> **TASK DIRECTIONS**: Count the lines below that contain the word "blurred", and reply with that number alone.

> **RECORDS FOR PROCESSING**:

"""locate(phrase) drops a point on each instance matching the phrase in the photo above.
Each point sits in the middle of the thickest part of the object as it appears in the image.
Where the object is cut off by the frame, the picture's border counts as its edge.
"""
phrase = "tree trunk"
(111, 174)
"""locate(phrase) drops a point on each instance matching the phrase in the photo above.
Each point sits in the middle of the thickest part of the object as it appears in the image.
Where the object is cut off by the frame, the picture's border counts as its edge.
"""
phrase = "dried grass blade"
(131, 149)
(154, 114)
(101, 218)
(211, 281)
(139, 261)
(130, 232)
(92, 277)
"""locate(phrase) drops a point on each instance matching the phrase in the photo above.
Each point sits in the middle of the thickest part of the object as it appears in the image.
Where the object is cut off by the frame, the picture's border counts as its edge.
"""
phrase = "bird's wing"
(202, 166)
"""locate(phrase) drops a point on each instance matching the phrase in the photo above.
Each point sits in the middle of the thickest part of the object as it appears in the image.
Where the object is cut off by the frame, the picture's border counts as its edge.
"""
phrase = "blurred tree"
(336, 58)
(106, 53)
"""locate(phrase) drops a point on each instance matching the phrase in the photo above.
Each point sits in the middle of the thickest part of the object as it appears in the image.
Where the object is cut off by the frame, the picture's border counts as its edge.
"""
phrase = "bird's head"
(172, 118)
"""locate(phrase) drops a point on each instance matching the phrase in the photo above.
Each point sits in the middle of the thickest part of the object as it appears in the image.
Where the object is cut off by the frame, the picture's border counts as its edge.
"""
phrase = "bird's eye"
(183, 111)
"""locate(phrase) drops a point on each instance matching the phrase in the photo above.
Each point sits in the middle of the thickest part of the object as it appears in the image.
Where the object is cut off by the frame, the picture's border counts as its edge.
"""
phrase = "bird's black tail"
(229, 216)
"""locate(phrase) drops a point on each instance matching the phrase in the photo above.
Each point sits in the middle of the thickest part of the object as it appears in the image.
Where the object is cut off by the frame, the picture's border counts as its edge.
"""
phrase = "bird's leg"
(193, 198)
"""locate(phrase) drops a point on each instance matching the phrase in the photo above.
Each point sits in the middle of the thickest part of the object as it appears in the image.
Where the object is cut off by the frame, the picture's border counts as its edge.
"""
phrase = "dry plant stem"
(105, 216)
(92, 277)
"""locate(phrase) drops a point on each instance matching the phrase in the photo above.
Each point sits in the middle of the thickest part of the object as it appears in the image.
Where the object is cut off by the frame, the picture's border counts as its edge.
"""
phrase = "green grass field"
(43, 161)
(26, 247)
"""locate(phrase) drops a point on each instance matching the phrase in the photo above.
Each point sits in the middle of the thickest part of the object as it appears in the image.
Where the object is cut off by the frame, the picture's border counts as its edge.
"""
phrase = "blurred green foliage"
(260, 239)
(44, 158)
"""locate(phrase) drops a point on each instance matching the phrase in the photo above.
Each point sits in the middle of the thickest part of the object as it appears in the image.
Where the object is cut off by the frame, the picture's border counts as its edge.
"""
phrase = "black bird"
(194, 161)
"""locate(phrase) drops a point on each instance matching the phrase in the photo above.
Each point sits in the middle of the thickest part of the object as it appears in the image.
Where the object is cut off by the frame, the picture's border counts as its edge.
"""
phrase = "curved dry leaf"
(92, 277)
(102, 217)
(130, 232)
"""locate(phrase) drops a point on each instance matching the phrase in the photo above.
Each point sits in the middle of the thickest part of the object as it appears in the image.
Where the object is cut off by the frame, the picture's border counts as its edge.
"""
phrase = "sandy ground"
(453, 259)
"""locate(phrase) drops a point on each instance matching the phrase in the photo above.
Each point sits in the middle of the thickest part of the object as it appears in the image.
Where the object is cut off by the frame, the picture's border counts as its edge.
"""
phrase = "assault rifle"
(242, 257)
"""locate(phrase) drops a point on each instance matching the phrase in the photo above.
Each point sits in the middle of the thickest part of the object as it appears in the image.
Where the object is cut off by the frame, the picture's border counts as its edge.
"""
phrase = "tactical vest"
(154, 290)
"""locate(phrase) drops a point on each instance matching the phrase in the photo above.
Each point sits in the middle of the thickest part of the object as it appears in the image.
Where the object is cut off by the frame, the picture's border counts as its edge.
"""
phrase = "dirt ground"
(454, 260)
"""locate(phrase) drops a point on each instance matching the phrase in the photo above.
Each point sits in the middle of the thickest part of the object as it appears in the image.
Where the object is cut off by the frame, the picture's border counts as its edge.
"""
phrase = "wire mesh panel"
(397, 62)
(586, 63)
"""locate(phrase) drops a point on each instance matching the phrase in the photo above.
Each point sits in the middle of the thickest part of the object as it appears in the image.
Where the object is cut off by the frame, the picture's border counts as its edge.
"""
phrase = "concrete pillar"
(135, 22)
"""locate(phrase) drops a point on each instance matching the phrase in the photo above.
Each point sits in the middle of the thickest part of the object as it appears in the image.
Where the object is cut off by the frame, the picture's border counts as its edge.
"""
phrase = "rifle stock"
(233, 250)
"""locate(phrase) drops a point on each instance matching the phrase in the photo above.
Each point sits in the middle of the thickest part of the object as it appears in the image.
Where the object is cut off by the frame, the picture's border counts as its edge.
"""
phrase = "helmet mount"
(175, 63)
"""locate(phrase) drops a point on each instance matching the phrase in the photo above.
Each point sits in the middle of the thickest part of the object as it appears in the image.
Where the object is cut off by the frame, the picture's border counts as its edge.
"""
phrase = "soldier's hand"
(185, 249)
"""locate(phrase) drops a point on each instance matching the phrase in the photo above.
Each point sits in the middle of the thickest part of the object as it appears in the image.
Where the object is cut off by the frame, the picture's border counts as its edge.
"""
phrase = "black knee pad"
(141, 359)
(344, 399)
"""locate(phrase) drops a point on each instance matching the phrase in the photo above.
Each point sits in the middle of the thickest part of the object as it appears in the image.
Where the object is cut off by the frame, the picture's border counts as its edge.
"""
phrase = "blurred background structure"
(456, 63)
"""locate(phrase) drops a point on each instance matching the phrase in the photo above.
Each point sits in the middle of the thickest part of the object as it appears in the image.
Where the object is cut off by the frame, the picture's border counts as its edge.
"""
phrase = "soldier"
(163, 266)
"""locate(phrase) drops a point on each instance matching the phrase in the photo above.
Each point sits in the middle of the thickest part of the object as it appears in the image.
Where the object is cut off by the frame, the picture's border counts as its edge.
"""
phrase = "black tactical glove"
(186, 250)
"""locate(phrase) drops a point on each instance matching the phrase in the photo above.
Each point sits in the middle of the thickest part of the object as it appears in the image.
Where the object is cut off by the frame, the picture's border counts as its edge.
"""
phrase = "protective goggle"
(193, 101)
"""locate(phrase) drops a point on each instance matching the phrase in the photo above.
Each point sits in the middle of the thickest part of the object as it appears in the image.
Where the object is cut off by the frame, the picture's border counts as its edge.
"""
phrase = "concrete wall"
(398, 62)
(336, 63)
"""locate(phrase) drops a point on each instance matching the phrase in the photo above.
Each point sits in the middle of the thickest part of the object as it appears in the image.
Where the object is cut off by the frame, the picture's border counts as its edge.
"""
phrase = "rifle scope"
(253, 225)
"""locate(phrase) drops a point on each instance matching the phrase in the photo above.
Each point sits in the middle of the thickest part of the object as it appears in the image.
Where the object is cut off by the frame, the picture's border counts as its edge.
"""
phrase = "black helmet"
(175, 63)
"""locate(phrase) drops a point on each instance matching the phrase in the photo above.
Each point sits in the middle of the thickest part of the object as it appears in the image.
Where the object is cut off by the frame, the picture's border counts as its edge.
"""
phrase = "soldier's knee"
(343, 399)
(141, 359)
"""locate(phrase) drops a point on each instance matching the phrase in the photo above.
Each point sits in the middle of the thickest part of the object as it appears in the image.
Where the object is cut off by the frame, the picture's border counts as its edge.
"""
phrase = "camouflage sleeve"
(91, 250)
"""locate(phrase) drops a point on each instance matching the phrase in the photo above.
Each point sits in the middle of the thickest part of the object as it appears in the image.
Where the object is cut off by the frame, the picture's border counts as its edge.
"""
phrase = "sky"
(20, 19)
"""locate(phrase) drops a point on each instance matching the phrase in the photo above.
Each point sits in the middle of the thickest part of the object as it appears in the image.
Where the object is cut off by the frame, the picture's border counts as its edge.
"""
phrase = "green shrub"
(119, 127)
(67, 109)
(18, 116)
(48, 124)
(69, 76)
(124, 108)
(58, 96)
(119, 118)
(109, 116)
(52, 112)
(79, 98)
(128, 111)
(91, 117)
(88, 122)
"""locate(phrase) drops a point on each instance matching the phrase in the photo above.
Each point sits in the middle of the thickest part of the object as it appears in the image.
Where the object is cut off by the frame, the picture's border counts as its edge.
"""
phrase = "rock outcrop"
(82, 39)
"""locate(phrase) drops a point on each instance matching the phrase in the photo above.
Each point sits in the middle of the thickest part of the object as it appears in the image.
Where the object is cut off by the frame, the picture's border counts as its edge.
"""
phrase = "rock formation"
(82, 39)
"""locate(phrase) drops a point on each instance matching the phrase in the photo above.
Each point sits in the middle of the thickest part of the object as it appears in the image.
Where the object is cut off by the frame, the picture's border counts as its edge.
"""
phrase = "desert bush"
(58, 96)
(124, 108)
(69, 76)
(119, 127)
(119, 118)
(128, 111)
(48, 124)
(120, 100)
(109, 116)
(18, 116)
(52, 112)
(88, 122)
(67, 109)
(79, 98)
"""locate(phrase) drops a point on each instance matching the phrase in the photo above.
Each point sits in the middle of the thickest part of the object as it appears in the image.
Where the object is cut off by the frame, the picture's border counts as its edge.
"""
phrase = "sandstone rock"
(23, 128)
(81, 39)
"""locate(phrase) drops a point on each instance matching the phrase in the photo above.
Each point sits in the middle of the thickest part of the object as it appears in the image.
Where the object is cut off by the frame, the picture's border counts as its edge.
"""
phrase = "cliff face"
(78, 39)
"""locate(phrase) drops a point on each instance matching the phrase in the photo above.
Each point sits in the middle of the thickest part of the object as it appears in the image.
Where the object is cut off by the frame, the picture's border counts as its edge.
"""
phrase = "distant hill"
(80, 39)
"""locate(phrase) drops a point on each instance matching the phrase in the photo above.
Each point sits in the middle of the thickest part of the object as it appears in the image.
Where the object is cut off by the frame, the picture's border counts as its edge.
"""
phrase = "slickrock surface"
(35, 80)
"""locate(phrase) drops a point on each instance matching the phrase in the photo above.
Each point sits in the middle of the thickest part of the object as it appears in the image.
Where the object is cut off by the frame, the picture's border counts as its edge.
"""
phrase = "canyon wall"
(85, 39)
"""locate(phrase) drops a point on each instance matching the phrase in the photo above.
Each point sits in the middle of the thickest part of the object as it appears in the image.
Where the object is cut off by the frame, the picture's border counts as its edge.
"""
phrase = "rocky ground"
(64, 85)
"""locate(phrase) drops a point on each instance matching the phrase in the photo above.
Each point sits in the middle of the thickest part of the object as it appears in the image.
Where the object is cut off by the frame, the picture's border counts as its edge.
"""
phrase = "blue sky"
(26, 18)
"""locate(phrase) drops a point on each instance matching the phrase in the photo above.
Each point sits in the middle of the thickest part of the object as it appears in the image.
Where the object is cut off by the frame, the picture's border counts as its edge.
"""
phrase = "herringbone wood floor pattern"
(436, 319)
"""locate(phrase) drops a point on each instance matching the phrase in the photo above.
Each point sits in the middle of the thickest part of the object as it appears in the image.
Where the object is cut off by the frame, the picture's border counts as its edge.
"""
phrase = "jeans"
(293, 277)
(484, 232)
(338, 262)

> **FULL OUTPUT**: 3